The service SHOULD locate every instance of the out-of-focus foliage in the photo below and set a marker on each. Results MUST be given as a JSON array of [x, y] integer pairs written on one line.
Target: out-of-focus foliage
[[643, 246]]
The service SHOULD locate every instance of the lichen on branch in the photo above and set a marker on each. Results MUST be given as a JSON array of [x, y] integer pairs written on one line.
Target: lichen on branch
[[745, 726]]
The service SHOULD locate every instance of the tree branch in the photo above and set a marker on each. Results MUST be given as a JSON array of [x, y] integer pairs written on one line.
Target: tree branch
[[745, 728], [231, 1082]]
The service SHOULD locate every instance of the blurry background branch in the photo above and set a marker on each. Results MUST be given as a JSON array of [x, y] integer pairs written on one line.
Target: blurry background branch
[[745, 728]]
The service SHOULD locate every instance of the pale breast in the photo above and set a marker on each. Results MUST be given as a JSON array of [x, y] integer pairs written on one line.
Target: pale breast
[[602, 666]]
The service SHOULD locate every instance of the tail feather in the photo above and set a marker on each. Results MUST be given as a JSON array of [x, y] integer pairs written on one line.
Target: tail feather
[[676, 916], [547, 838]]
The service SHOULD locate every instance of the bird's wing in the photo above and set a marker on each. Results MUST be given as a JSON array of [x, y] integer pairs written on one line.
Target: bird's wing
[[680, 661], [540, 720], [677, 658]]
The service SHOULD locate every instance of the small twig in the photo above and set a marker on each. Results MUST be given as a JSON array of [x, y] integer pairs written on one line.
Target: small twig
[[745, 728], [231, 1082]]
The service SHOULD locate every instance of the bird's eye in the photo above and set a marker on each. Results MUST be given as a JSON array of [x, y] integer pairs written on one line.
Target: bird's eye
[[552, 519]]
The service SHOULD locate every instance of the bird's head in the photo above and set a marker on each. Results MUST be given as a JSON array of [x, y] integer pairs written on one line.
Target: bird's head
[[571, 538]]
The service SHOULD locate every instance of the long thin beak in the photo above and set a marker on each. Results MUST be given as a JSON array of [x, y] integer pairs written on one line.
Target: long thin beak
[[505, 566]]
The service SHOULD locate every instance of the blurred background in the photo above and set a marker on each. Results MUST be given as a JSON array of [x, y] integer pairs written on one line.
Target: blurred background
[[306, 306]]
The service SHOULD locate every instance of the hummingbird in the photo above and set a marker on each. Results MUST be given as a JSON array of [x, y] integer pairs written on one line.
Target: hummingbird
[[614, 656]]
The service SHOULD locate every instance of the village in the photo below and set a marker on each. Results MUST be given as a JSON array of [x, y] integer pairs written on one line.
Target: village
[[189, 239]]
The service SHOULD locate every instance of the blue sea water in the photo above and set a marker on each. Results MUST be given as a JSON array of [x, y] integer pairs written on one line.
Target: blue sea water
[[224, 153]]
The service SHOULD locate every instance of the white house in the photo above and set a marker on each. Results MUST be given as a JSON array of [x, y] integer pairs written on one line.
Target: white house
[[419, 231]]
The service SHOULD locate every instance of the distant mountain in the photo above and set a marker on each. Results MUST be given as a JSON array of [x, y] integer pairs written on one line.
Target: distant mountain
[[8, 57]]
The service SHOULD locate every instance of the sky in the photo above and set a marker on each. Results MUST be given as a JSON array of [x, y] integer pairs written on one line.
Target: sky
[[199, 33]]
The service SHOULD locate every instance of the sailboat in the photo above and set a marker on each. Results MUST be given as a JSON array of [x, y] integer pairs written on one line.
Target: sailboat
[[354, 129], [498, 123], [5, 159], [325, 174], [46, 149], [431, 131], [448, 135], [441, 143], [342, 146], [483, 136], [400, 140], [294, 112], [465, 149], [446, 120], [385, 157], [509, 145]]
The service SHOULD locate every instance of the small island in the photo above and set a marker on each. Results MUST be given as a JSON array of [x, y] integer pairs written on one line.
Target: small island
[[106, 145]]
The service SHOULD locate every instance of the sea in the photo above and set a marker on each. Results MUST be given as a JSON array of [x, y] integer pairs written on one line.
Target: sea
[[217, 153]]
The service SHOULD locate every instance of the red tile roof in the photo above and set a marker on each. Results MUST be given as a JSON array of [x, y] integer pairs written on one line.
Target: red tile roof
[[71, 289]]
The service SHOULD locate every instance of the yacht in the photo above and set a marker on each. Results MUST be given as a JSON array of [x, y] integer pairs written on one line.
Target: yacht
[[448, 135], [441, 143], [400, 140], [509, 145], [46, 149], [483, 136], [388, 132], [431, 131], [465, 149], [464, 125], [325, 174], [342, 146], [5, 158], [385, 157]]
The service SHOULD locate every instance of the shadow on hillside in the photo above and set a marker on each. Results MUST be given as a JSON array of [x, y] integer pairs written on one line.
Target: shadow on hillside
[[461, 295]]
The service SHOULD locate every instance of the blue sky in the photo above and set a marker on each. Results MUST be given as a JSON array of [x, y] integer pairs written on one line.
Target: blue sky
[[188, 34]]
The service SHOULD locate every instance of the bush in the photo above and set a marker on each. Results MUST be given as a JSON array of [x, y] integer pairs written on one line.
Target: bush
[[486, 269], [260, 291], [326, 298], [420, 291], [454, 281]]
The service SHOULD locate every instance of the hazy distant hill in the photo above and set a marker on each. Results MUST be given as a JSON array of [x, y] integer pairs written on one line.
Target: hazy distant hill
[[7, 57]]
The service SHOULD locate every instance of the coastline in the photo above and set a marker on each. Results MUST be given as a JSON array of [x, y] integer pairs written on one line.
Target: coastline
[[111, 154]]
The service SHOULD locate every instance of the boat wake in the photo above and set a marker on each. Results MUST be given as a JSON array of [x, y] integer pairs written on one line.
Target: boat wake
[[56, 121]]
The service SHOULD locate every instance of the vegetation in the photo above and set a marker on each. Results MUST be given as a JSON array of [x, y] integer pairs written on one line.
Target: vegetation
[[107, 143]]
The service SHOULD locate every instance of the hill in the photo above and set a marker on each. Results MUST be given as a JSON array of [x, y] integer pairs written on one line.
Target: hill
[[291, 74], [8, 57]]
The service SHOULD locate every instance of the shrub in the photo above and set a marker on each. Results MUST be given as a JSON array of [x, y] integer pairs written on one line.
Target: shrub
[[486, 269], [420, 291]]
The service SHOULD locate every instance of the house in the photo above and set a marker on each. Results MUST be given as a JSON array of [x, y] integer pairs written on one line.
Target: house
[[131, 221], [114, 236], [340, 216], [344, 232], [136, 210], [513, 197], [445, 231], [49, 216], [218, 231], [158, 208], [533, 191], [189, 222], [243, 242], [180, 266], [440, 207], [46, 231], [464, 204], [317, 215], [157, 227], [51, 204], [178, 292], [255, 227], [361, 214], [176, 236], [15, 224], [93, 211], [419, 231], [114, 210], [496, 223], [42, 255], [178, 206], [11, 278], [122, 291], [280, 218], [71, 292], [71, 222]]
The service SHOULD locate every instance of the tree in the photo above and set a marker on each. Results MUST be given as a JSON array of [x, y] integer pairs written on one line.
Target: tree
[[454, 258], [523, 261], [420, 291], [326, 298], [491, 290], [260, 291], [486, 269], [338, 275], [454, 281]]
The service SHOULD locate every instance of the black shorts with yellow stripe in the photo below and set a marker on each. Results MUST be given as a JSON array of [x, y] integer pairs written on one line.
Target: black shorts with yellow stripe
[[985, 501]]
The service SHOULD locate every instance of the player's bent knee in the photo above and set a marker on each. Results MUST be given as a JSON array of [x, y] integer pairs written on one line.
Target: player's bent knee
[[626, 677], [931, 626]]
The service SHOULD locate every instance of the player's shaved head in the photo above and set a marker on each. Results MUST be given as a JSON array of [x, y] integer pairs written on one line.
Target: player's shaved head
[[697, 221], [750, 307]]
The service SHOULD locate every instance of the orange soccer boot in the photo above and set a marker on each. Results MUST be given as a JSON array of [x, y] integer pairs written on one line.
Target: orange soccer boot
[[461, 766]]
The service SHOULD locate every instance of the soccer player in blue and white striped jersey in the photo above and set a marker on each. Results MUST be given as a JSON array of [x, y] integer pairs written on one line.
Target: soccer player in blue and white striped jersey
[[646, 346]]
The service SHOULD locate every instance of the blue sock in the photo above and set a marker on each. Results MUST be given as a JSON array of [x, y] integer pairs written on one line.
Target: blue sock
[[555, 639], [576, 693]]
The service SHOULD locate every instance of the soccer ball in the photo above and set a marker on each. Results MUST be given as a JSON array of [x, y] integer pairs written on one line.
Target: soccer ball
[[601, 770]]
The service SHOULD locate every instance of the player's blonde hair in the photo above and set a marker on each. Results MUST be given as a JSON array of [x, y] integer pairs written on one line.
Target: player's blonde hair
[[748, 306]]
--- --- ---
▸ EXERCISE DETAILS
All lines from the one that contains "The service SHOULD locate every instance of the orange" through the end of the listing above should be copied exactly, with nothing else.

▸ OUTPUT BELOW
The service SHOULD locate every instance of the orange soccer boot in the photo above and set a marker on each. Results MUST be given as a JSON array of [x, y] integer pairs written on one line.
Target: orange soccer boot
[[461, 766]]
The service SHOULD locate every instance of the soccer player in blue and white striped jersey in the photo above and set a marker on each. Results MUST be given as a JSON array of [x, y] integer pairs written on one line.
Target: soccer player in blue and white striped jersey
[[646, 346]]
The service SHOULD locate every instance of the blue sock in the photo above and set a marker on each. Results MUST be given as a JSON array of [x, y] integer pairs written on one line.
Target: blue sock
[[555, 639], [576, 693]]
The service SHOULD locate every instance of the soccer ball in the photo above and set a marker on each. Results MUST be given as a JSON array of [x, y] integer pairs written on one line.
Target: soccer ball
[[601, 770]]
The service SHOULD locate every instance of the player's blonde hair in the photo above and set a marker on each. Results MUST be given as a JSON array of [x, y] integer pairs written on one line.
Target: player's blonde hair
[[748, 306]]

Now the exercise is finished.